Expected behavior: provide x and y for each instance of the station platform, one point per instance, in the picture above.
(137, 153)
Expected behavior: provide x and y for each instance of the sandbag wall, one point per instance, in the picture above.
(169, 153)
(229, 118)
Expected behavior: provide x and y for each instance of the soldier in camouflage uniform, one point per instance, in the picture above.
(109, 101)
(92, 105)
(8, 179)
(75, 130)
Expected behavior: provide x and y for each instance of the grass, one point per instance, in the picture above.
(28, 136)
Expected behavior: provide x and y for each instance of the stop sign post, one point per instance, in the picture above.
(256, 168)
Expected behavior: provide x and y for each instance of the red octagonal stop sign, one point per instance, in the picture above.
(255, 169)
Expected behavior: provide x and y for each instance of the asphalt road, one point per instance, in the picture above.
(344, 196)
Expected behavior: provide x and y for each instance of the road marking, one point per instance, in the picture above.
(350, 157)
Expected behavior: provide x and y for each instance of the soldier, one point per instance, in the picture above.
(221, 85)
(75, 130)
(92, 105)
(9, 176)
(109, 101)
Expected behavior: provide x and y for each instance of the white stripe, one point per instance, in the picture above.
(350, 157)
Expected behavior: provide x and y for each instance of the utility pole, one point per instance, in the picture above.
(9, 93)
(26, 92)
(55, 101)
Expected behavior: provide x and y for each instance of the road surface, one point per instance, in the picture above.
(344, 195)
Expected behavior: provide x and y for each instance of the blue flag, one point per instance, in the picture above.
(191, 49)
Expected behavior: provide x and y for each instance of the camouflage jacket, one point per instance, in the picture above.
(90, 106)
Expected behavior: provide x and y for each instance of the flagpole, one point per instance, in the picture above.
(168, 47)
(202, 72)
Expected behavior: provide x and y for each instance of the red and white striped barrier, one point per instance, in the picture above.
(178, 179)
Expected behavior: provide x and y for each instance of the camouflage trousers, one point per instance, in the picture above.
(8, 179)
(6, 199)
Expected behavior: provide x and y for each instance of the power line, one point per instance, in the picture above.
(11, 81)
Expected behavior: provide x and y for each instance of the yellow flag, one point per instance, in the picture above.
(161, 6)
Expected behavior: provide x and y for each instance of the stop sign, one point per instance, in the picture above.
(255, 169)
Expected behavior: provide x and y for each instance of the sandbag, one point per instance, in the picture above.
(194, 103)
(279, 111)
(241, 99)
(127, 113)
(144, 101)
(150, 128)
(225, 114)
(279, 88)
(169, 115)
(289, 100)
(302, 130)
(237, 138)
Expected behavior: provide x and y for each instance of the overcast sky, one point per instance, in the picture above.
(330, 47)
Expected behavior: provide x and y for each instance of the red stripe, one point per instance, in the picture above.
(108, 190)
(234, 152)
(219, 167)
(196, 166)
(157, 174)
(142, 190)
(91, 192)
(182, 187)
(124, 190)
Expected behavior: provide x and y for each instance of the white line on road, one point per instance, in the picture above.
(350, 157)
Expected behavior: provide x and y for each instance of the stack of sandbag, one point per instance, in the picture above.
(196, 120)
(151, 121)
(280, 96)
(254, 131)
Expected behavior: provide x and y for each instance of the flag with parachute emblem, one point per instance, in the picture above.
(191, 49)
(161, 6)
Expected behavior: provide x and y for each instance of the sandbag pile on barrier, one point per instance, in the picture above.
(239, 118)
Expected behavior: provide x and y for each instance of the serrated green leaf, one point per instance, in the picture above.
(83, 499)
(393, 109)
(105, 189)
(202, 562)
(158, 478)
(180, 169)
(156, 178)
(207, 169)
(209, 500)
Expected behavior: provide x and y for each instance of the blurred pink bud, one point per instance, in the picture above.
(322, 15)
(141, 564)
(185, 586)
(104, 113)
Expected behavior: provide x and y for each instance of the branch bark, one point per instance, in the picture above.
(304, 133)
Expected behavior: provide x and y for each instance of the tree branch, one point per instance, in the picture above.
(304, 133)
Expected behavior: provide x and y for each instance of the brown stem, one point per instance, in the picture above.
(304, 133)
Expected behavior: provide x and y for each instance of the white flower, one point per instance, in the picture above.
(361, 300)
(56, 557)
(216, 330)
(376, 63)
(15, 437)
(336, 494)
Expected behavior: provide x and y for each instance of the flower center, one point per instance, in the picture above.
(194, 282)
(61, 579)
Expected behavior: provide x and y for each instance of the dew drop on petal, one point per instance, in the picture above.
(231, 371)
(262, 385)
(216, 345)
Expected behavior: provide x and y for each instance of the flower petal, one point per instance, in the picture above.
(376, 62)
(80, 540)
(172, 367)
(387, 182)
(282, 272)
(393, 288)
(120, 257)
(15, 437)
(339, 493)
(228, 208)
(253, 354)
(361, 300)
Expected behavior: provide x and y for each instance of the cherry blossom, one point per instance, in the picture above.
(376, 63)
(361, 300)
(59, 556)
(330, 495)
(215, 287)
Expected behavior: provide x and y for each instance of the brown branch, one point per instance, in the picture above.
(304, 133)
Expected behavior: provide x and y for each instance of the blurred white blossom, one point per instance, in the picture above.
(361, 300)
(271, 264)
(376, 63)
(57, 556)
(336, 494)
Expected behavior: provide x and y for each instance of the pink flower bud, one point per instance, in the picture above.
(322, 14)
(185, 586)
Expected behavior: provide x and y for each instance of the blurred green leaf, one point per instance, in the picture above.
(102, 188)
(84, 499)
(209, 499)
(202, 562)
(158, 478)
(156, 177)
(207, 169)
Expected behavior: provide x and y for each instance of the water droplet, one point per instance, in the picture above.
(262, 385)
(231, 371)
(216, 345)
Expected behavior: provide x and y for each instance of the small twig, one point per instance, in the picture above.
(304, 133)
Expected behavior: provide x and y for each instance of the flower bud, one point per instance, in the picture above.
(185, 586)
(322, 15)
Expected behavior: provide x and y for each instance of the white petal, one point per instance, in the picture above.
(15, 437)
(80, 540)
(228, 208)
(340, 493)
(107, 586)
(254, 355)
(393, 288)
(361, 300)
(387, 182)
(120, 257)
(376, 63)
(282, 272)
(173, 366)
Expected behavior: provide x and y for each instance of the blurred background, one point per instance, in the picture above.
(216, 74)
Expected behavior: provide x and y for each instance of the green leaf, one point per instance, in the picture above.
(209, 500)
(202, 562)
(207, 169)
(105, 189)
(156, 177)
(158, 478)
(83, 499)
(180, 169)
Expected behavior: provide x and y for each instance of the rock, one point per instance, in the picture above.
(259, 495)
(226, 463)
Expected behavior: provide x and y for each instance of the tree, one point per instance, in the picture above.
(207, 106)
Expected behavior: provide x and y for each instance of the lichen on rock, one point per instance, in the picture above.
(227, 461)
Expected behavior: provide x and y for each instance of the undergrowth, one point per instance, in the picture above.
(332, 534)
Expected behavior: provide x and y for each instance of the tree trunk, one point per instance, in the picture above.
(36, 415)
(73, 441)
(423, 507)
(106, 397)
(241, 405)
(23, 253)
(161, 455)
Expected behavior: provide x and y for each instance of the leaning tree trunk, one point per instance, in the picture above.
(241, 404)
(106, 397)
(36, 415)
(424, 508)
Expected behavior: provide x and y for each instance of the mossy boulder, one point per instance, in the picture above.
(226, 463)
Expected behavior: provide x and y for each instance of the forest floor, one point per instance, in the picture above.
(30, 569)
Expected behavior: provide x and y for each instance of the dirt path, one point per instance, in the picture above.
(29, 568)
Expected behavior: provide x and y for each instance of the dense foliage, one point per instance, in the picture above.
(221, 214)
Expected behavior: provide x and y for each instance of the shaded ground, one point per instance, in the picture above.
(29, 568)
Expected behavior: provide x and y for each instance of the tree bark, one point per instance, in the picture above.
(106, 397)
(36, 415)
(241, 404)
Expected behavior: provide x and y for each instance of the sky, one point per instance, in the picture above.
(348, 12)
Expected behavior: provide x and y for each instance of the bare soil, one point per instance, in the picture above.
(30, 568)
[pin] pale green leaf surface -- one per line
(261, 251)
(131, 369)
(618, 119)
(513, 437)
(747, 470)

**Problem statement**:
The lines to quote run from the one containing "of the mossy" through the final line of the material above; please give them exactly, both ends included, and nothing else.

**Result of the exercise**:
Expected behavior: provide x and y for each instance of the mossy boulder, one point per instance, in the picture above.
(226, 463)
Expected behavior: provide x and y for each instance of the forest floor, one point per instance, in the picture above.
(30, 569)
Expected behavior: provide x and y for each instance of the dirt path, one point per instance, in the picture above.
(29, 568)
Expected behavior: provide x and y for each instance of the dense foliage, one point per instance, in the picture above.
(221, 214)
Expected behavior: provide x and y for each instance of the shaded ground, one point per instance, in the picture above.
(29, 568)
Expected behavior: provide x and y for each instance of the tree bark, one point per instance, in the picture above.
(106, 397)
(36, 415)
(241, 404)
Expected behavior: provide x and y for each instance of the sky, one point per instance, in the picture above.
(348, 12)
Expected behavior: provide x and y for each instance of the bare soil, one point per instance, in the picture above.
(30, 568)
[pin] pale green leaf surface -- one per line
(261, 251)
(131, 369)
(618, 119)
(513, 437)
(747, 470)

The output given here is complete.